◆ Job 1: In the profile of Sunderland, what play is she directing as this year's season opener at Boise Contemporary Theater?
◆ Job 2: Using the profile of Sunderland, explain why she is abandoning her usual way of working on this production.

◆ Page text:
That moment of truth is where Sunderland lives as an actor and what she seeks as a director. As an actor, she's willing to bleach her hair until it breaks or hack it off, which she did in "Fuddy Meers" and "Waiting for Godot," respectively. As a director, she'll immerse herself in the play and often lie awake pondering a dramatic problem.

Sunderland approaches her work in an intellectual, incisive manner, but she is emotional in performance and driven, some might say obsessive, in her approach to theater.

The ‘O' word is one her friends hesitate to use because of its negative connotation, but one Sunderland doesn't mind embracing. "That seems apt to me," she said, thoughtfully.

She constantly pushes herself into new territories personally and professionally. She thrives outside her comfort zone.

"I'm a big failure junkie. More important, I'm willing to risk failure in a colossal way for the potential of doing something great. Does that make sense?" she asks. It's her catch phrase.

Well, it does. Sunderland is in the middle of another opportunity for failure and whatever the payoff will be. She is directing her sixth play at Boise Contemporary Theater, this year's season-opening play, "Brilliant Traces," by Cindy Lou Johnson.

Sunderland is throwing her usual way of working out the window and is pushing her cast — Matthew Cameron Clark and Sara M. Bruner — to play with this piece in a new way.

In the story, a runaway bride flees on a cross-country trek until she finds herself at the end of the world, in a cabin in the wilds of Alaska. There she meets a young man who, it turns out, is running from something, too.

"The play is sort of this lovely, tender, poetic piece," she said. "It really lent itself to something different. We're throwing out our usual way of working to see what unbinds the everyday."

It's your basic play with two people in a room trying to escape, she said. But what if the room suddenly became a snow globe and you could shake it up? That's what this process is like, she said.

"What if normal rules of pedestrian behavior are being unbound? Then this room becomes a more magical place," she said.

◆ Data entries:
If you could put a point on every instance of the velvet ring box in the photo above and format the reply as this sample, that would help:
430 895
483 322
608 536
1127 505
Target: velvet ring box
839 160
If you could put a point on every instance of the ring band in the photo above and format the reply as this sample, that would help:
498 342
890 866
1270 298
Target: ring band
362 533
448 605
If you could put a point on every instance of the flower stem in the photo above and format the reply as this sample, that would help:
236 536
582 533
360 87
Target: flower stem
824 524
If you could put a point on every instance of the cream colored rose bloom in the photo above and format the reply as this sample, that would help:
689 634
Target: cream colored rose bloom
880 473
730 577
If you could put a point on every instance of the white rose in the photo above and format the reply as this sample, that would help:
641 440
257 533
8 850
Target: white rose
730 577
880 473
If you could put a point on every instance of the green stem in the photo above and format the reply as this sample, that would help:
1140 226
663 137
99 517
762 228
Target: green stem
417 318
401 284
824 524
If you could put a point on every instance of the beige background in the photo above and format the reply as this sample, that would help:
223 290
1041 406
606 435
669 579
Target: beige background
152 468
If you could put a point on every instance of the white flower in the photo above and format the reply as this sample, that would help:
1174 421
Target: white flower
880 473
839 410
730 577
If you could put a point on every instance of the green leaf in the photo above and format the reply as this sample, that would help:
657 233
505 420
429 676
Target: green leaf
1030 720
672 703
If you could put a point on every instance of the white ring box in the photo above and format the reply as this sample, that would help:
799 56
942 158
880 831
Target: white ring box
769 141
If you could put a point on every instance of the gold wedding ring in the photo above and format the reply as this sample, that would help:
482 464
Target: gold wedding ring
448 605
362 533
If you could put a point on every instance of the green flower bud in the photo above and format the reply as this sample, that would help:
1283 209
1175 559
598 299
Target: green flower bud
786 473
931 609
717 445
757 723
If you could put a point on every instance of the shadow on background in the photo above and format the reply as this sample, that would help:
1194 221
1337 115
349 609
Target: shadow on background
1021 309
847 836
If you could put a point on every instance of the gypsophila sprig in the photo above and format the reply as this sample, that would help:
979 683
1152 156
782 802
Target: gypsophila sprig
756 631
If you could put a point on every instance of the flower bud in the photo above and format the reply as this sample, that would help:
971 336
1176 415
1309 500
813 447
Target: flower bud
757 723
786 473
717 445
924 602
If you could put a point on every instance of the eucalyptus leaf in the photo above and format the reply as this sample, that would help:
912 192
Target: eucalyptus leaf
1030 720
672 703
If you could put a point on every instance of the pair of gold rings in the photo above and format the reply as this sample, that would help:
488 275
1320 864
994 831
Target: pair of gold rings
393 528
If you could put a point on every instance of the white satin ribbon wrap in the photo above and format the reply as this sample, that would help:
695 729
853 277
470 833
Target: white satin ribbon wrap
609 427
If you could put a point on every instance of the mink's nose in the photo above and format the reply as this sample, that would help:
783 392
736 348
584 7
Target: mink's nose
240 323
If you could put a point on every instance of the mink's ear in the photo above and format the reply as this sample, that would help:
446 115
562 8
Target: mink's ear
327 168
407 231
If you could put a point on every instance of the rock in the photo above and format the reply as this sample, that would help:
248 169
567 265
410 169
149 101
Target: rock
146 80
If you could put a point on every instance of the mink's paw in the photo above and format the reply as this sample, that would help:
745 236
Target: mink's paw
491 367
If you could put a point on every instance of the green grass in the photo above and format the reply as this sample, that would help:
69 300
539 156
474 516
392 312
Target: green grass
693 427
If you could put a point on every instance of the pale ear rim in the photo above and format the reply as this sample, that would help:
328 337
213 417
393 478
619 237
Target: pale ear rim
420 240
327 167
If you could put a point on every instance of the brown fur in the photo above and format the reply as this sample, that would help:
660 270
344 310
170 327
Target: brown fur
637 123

◆ Problem solution 1: "Brilliant Traces," by Cindy Lou Johnson.

◆ Problem solution 2: She describes the play as a lovely, tender, poetic piece that lent itself to something different. She and the cast are setting aside their usual approach to see what unbinds the everyday and to let the normal rules of pedestrian behavior loosen so that the room becomes a more magical place.